READING PASSAGE:
Dear Angela,

I have two variables of interest that are potentially confounded.  One is
RT and the other is an attentional variable.  That is, the attentional
might be expected to light up both because the attentional variable is
requiring them to attend more, or because they're attending longer for
whatever reasons.  Now it turns out that when the attentional variable
requires them to attend more, the RT is on average slower as well.

Hence the potential confound.

What I tried first was to enter two regressors, the first for RT, and the
second for the attention variable.  When you look at the orthogonality of
the DM, the correlation coefficient is around 0.1, so not too high.  And I
see that the same set of areas lighting up for both contrasts.  Should I
be worried?

No; this is perfectly OK and suggests that there are attentional effects that
cannot be explained by RT and RT effects that cannot be explained by
attention. Interestingly these effects co-localize in the areas that are
common to both contrasts.  Using both explanatory variables in
the same linear model means that any test for the effect of one (in
the presence of the other) is testing only or effects that can be explained
uniquely.

I am assuming here that you specified one event-type and used two
regressors; RT and attention as parametric modulators in a first-level design.
SPM will orthogonalise RT w.r.t. attention.  This means the results for
attention will cover any redundancy between the two variables.  The reason
you have a small correlation  between the regressors is that the orthogonalisation
is implemented before convolution with the HRF.

Well, I also tried doing it a different way, which is to make the basic
variable (target onset) to have a duration of RT for that trial instead of
0, and then only one regressor for the attention variable, and there again
I see the attentional areas light up for the attention variable contrast.
These two methods should be fairly similar, right?

RECORDED INFORMATION:
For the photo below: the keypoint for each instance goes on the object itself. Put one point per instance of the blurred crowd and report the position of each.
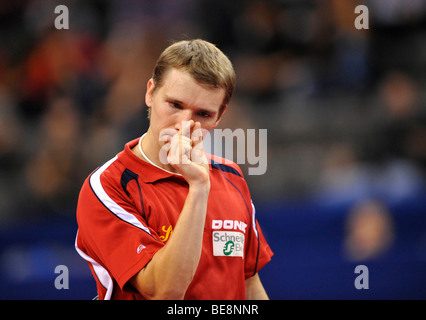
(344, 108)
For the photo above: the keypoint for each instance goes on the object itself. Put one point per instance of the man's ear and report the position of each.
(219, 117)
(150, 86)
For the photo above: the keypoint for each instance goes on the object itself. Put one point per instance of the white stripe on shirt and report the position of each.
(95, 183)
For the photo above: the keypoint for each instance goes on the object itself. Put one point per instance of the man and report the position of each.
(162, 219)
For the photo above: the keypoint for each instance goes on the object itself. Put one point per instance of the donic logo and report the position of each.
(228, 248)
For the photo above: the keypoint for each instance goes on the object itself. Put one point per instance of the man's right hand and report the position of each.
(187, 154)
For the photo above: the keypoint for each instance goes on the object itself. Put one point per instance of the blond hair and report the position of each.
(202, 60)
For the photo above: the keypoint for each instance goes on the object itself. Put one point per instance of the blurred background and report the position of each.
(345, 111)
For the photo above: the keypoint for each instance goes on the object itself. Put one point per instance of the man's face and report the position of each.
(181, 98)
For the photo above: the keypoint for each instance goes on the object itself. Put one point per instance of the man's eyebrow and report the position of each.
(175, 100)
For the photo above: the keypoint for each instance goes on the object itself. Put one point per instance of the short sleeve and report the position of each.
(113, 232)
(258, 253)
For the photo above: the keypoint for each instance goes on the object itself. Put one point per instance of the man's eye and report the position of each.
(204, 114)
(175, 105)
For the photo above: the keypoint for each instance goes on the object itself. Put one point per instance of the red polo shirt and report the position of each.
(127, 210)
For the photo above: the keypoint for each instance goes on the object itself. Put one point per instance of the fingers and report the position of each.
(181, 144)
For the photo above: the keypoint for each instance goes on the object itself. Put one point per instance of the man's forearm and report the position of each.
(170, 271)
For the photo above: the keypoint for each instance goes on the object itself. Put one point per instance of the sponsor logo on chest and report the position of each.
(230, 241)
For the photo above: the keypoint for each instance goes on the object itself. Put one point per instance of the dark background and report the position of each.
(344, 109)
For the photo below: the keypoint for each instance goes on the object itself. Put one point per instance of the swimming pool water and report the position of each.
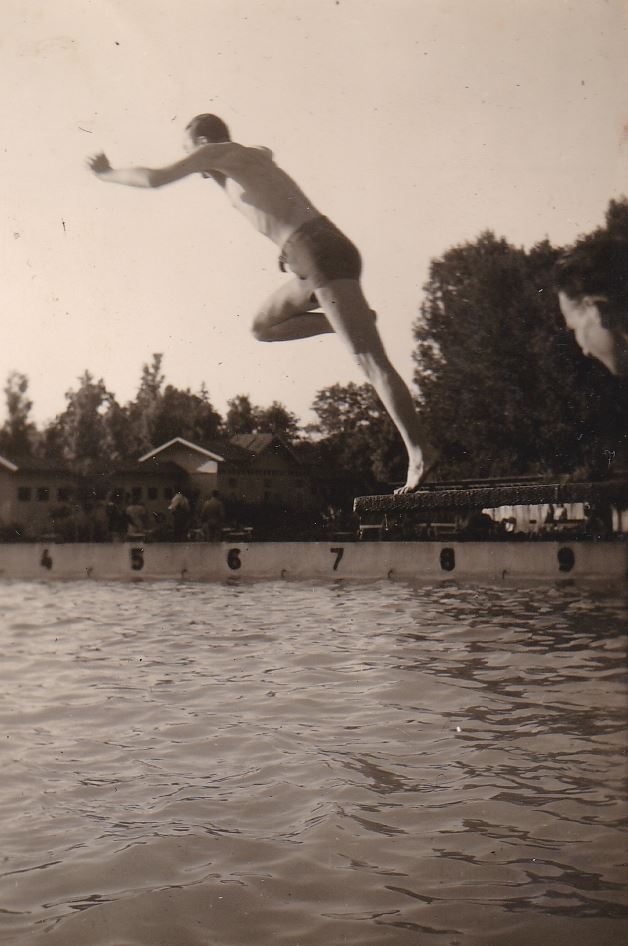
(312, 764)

==

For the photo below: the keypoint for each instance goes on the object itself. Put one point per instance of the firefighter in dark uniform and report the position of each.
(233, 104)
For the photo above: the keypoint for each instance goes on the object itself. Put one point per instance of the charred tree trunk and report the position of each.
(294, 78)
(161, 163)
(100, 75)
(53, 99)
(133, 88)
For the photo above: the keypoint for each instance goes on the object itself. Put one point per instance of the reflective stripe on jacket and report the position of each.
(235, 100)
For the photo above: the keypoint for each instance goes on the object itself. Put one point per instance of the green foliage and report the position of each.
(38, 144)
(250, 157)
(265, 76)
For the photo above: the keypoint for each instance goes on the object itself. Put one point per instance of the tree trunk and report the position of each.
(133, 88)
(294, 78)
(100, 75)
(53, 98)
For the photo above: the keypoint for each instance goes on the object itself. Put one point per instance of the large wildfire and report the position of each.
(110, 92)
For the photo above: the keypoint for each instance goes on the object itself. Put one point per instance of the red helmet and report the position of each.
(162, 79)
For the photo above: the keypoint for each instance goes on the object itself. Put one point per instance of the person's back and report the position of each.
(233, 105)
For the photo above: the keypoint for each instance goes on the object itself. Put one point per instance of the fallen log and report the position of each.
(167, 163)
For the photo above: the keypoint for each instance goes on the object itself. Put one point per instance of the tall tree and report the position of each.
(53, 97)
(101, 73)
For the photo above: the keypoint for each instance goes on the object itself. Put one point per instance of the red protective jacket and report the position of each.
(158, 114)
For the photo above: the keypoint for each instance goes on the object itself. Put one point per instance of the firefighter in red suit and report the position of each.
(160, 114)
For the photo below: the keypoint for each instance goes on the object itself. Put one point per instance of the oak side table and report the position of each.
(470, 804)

JOBS:
a: In the message about the RT and attention regressors, what reason is given for the small correlation between the regressors?
b: Output the message about the RT and attention regressors between "I have two variables" and "the potential confound.", inclusive.

RESPONSES TO THE EXERCISE:
a: The orthogonalisation is implemented before convolution with the HRF.

b:
I have two variables of interest that are potentially confounded.  One is
RT and the other is an attentional variable.  That is, the attentional
might be expected to light up both because the attentional variable is
requiring them to attend more, or because they're attending longer for
whatever reasons.  Now it turns out that when the attentional variable
requires them to attend more, the RT is on average slower as well.

Hence the potential confound.